[PASSAGE]
☆ ☆ ☆ ☆ ☆
10 Nov Hemp: The Super Fiber of the Future
What’s in your underwear? Have you really thought about it? You should. The fabric around our most sensitive skin could be negatively impacting our health in a big way. Instead of cheap, toxic fabrics, we should be focusing our energy on incorporating strong, sustainable fabrics like hemp into our most worn garments.
On a recent episode of The Darin Olien Show,
I sat down with the genius fashion designer, Jeff Garner. Jeff grew up on a horse farm in Tennessee, loving all things natural. He would frequently wear hand-me-downs passed down from his grandparents, and used those pieces to inspire new designs.
His friends may not have shared his passion for fashion, but they indulged him by letting Jeff design their rock and roll inspired outfits. As Jeff’s talents became harder to ignore, he quickly shone in the world of couture.
Hemp is Fashion
Today, Jeff displays his unique style in the sustainable, non-toxic outfits of Prophetik, his fashion line. One of the main components in his designs is hemp.
“Hemp is the super fiber,” he says.
It’s durable, non-toxic, naturally anti-microbial and anti-fungal and just feels good on the skin. Jeff’s line of hemp boxers could help change the industry for good, but he feels people are turned off for one reason: price.
“People are addicted to cheap price points,” he says. And it’s true. Think about it. Are you willing to spend $40 on a pair of underwear? Before this conversation I had with Jeff, I might have said no myself. We’re used to buying our $10 pack of undies from the big box store and calling it a day. But at what cost are we settling for cheap clothes?
☆ ☆ ☆ ☆ ☆
Extend the passage on hemp as a fabric from the point where it ends. The entries that follow are not needed for anything here.
☆ ☆ ☆ ☆ ☆
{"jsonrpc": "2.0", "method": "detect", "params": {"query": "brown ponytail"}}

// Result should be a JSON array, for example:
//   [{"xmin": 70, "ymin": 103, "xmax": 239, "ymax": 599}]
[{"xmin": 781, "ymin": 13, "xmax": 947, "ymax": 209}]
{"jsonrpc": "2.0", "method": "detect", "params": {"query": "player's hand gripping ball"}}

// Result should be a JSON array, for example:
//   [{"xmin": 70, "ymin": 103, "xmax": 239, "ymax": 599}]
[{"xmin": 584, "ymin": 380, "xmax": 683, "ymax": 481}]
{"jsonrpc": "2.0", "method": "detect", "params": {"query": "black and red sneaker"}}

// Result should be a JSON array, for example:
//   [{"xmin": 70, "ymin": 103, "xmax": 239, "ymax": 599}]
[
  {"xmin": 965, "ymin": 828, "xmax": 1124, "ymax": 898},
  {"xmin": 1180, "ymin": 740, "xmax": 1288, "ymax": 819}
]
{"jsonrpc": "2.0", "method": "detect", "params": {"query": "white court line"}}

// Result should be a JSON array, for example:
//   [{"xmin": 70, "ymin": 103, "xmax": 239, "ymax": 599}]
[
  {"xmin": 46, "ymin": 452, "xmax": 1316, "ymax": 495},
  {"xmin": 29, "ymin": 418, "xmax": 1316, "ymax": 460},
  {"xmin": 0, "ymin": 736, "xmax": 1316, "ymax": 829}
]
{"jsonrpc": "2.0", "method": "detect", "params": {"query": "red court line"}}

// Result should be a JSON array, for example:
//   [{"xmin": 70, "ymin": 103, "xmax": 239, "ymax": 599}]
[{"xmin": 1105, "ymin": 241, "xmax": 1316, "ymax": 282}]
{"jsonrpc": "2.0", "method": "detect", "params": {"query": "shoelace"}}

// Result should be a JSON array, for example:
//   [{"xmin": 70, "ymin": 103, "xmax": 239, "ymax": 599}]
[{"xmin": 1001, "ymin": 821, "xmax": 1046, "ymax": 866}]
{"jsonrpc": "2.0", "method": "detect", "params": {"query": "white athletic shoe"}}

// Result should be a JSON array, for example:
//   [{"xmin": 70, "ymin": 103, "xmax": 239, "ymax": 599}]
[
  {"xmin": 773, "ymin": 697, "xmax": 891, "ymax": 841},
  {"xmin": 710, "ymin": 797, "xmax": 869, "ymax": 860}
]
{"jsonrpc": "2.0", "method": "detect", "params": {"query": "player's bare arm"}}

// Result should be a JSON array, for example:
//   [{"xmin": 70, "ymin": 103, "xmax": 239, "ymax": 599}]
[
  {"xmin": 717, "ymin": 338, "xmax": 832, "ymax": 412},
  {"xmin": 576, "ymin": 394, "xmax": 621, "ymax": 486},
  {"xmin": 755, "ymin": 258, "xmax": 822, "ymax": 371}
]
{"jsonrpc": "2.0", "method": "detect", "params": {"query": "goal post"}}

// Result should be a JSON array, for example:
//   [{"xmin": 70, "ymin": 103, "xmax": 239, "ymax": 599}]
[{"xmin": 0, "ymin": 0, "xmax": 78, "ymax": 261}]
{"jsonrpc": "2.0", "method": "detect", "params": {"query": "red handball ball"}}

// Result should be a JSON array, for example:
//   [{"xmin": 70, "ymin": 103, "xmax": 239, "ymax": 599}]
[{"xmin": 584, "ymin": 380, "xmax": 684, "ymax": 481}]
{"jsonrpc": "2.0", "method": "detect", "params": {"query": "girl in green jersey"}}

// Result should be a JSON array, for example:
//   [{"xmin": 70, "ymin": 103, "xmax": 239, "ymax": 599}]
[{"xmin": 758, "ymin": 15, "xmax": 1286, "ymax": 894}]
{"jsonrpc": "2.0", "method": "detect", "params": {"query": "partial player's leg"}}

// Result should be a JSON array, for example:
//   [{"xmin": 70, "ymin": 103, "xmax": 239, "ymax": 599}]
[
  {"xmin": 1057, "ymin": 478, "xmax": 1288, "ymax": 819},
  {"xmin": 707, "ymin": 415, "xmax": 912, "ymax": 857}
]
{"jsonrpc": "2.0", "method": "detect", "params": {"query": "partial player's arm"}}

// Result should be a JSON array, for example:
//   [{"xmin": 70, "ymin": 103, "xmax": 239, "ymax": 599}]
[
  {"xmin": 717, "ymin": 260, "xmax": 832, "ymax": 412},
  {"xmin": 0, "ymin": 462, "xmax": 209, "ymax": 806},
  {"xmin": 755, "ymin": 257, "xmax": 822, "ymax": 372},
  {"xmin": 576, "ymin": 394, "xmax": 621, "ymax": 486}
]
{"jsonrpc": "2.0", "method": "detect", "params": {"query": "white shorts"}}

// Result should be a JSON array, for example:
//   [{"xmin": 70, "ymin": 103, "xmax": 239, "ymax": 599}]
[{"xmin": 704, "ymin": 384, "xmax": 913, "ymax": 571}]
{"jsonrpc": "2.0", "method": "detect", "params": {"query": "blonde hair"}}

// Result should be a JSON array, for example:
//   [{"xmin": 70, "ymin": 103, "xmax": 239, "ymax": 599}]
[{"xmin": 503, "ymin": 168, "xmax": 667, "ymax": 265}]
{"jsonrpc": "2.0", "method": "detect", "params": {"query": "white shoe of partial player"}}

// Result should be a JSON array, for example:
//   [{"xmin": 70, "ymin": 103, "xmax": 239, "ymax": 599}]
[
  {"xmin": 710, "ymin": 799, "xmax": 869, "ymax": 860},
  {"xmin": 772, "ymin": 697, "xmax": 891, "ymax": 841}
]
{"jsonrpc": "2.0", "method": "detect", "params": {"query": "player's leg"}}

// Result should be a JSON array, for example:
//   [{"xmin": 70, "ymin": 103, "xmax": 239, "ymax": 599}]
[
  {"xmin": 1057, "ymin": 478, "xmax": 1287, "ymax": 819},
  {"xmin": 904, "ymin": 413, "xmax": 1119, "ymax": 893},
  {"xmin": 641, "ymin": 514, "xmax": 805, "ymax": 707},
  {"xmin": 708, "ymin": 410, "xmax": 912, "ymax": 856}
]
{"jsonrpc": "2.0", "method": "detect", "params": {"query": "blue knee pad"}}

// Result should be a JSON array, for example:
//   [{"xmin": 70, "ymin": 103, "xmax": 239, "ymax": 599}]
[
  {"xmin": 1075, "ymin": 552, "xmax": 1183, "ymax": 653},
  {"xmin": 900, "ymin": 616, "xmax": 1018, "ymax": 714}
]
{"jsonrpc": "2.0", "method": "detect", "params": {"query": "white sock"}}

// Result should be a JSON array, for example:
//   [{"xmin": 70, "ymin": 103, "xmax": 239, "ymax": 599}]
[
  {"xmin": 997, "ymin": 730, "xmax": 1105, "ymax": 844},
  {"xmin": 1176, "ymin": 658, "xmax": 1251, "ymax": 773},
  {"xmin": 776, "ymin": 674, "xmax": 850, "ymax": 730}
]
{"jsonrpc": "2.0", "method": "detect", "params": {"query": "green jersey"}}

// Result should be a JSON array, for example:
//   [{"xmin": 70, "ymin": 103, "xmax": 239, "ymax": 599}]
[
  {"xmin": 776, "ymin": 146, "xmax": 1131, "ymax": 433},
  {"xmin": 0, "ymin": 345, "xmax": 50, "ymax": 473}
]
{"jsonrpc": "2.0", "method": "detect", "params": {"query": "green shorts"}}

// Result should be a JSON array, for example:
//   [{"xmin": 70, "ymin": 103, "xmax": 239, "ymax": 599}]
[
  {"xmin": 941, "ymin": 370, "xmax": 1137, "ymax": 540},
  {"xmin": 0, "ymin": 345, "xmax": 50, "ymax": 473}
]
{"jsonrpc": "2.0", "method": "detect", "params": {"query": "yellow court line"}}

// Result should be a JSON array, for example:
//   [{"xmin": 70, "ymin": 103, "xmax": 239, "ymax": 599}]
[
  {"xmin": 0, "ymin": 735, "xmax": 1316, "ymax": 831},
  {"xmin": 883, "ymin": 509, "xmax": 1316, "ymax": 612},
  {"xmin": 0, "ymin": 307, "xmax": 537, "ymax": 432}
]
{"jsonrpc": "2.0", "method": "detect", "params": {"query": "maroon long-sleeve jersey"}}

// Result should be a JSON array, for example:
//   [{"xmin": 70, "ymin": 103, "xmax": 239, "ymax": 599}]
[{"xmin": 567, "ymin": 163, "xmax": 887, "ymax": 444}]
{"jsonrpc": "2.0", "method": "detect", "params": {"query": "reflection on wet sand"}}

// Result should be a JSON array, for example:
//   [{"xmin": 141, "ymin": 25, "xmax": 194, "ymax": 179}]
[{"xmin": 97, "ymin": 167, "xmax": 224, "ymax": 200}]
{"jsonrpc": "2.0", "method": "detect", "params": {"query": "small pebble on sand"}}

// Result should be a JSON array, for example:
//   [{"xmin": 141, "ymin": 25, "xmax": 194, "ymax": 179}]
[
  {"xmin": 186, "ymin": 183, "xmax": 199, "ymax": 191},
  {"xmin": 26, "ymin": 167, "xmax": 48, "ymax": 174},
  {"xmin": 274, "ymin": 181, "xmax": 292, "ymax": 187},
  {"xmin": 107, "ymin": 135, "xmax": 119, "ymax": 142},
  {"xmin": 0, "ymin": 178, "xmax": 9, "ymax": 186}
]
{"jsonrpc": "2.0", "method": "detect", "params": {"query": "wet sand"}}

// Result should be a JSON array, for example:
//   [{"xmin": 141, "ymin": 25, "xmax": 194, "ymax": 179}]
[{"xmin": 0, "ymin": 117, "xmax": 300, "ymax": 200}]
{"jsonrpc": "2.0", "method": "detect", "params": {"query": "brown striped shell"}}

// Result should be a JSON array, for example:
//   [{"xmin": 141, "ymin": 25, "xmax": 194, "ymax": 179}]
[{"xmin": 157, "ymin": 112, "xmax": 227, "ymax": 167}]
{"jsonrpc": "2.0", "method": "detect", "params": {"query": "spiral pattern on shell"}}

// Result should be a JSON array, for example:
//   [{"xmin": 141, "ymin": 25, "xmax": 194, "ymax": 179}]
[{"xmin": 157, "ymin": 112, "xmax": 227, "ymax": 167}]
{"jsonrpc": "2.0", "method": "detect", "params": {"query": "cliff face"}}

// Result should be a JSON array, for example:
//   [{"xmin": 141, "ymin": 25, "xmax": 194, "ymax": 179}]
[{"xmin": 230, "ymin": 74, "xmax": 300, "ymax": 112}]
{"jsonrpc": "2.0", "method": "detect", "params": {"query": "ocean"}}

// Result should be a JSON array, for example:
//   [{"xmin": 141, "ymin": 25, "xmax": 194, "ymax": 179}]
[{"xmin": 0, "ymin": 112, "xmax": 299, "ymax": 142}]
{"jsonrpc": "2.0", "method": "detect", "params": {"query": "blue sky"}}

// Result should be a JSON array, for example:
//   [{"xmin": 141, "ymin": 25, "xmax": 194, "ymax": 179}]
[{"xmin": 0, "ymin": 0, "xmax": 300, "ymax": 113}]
☆ ☆ ☆ ☆ ☆
[RESULT OF THIS TASK]
The Hidden Cost of Cheap Clothes
Jeff says it’s a big one. “We keep moving manufacturing to cheaper parts of the world,” he explains. Since we won’t pay more for our clothes, it forces people in developing countries into inhumane working conditions. This horrid lack of standards harms not only the people, but also their surrounding environments.
By using a fiber like hemp, we could change all that. Clothing would be free of toxins, long-lasting and sustainable. It would be better for our health and better for the environment. But a t-shirt and a pair of pants would be more expensive. Could we handle that?
I think we could, if we shifted our perspective on clothes in general. Do we really need a closet full of a million different outfits that we barely ever wear? For Jeff, he tends to adapt to the old school thinking of his Grandmother. She would sew her own clothes and wear them till they started to fall apart. Then she would sew on patches or repurpose them into new pieces, and repeat the process. “That old kind of thinking would be a nice way to move forward, I think,” Jeff explains. “Just have what you need.”
Just like all the other things we carelessly dispose of, clothes end up in landfills, destroying our environment. That’s why a new way forward, like hemp fashion is imperative. We need to start rethinking how we approach everything. And we can start with our closets.